#### 問題の指示
次の1.～3.の文が、ブリヂストンサイクル訪問の文章と合っているかどうか、「はい」か「いいえ」で答え、判断の決め手となる本文の言葉をそのまま引用してください。
1. 長谷川彰洋さんは入社13年目である。
2. カーボンラボにはエアコンがある。
3. 北上尾駅から本社までは15分ほど歩く。
----- 元の文章 -----
埼玉県上尾市にあるブリヂストンサイクル本社のカーボンラボを訪問。開発者お二人に話を聞いた photo:Nobuhiko Tanabe

RE8の試乗と撮影をした翌日、湘南新宿ラインで大宮まで行き、高崎線に乗り換えて北上尾駅へ。駅舎が陽炎に揺らめくほどの灼熱地獄のなかを5分ほど歩くと、ブリヂストンサイクルの上尾本社が見えてくる。数年前までは本社の脇にポツリと建つアンカーラボが取材場所だったが、最近はもっぱら敷地内に併設されているカーボンラボだ。

受付を済ませて工場の中を数分歩いて、今日もまたカーボンラボへ。商品企画課の村河さんとRE8の開発を担当された長谷川さんが迎えてくれる。「ラボにはエアコンがないので暑いです」と広報の方に脅されていたが、移動式クーラーが頑張って冷気を吐き出してくれていた。

「とはいえ暑いと思うので、これどうぞ」と長谷川さんが凍ったペットボトルを出してくれた。「プリプレグと一緒に冷凍しておきました」の言葉を添えて。ちなみに長谷川さんは3Dプリンタで出力した巨大なカブトムシの角を付けたヘルメットを被って真顔で登場した。おそらくただものではない。

長谷川彰洋さん(左)と村河裕紀さん(右)。RE8開発を推し進めた主力スタッフだ photo:Nobuhiko Tanabe

入社13年目となる長谷川彰洋さんは、軽快車の担当を経てカーボンラボ設立時に現在の部署に異動。オリンピックで使われるトラックバイクやRP9の空力開発を手掛ける。自転車の挙動を解析する業務に携わった後、RE8の開発担当に任命された。

村河裕紀さん。2015年の入社時から商品企画課に勤務し、シティサイクルやキッズバイクを含め幅広く手掛ける。RPシリーズやRE8でも商品企画を担当。市場のニーズやマーケティングの視点から商品のコンセプト、性能目標、パッケージング、販売価格のディレクションを行った。
----- 表示された行 -----
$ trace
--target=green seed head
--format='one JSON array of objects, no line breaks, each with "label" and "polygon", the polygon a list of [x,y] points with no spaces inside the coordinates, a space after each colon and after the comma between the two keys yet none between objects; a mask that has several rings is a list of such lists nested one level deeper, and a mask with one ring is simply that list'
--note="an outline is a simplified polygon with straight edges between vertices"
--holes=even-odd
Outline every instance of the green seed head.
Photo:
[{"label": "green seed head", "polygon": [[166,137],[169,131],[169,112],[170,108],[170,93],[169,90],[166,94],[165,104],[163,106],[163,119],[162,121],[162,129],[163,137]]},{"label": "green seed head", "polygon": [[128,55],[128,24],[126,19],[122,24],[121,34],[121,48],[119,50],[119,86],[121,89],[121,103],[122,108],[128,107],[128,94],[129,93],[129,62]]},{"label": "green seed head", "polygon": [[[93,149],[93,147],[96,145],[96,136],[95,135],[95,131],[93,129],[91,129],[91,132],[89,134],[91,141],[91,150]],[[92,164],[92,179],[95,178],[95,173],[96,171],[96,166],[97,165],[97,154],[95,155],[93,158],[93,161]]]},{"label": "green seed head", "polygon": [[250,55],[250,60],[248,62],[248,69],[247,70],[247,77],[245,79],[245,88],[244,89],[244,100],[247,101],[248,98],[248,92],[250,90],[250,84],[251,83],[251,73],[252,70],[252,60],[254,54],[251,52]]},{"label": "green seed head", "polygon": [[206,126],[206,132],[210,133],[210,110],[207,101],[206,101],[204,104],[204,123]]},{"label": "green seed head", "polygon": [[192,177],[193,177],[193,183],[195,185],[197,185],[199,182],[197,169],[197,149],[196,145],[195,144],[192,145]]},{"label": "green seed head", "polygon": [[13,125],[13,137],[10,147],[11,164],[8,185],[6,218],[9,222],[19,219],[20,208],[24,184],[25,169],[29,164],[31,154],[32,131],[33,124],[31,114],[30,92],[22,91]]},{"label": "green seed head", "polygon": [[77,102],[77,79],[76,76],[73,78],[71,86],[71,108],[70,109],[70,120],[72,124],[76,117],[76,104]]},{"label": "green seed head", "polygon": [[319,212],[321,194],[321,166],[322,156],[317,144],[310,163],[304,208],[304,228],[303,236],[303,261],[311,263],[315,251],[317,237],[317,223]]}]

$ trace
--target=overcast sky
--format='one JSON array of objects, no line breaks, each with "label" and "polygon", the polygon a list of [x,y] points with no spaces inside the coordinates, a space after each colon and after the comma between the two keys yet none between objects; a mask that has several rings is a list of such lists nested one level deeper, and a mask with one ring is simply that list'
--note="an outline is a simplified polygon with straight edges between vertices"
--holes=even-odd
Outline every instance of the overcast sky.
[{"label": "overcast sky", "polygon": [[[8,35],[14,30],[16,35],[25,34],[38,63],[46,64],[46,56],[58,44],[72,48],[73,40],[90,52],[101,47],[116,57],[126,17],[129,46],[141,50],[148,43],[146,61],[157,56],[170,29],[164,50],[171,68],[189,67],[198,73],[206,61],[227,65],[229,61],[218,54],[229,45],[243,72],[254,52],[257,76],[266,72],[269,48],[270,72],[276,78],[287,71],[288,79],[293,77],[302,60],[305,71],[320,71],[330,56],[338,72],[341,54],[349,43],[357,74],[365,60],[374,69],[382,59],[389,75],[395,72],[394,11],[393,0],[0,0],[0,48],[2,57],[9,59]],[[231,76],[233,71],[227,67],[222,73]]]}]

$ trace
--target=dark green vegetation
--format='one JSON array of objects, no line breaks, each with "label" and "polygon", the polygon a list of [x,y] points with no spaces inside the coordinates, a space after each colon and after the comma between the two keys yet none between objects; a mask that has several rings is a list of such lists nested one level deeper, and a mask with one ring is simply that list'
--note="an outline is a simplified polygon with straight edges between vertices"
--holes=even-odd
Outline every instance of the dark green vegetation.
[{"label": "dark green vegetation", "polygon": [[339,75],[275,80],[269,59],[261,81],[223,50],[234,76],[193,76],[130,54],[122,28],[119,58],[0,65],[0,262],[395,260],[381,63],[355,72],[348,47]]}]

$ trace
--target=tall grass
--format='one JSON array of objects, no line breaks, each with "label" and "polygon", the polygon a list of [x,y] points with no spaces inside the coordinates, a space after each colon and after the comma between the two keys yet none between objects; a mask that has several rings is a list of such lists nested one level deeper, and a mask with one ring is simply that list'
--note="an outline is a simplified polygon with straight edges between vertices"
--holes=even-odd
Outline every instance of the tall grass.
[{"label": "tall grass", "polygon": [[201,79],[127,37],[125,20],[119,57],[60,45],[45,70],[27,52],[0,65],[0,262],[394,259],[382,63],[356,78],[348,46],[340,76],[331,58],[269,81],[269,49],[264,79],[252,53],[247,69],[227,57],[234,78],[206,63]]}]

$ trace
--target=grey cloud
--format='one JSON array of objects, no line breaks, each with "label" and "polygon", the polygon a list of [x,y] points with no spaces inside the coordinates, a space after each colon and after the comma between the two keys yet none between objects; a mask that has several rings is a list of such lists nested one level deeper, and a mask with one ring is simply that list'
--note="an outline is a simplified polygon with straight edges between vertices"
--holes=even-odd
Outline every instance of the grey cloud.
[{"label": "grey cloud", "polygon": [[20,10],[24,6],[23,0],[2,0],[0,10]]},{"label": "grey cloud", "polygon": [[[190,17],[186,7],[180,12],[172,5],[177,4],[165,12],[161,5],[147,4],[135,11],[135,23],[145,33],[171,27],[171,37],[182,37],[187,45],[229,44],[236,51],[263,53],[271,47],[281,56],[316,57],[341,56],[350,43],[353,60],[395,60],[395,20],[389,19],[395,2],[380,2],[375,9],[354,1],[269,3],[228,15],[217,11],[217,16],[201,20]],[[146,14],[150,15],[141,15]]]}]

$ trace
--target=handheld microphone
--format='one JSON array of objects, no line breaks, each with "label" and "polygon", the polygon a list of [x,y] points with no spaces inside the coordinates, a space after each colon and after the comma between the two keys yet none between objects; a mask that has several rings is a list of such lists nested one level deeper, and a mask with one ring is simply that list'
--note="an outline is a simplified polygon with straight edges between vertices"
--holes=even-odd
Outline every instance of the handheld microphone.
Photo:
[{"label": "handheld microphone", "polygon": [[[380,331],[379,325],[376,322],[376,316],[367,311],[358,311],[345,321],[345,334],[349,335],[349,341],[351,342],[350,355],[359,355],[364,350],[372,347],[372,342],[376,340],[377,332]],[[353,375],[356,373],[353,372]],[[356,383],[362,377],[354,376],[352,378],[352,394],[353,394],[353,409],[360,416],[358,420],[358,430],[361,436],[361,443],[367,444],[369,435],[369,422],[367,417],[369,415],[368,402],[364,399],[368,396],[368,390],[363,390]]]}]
-----
#### 解答
1. はい。「入社13年目となる長谷川彰洋さん」
2. いいえ。「ラボにはエアコンがないので暑いです」
3. いいえ。「5分ほど歩くと、ブリヂストンサイクルの上尾本社が見えてくる」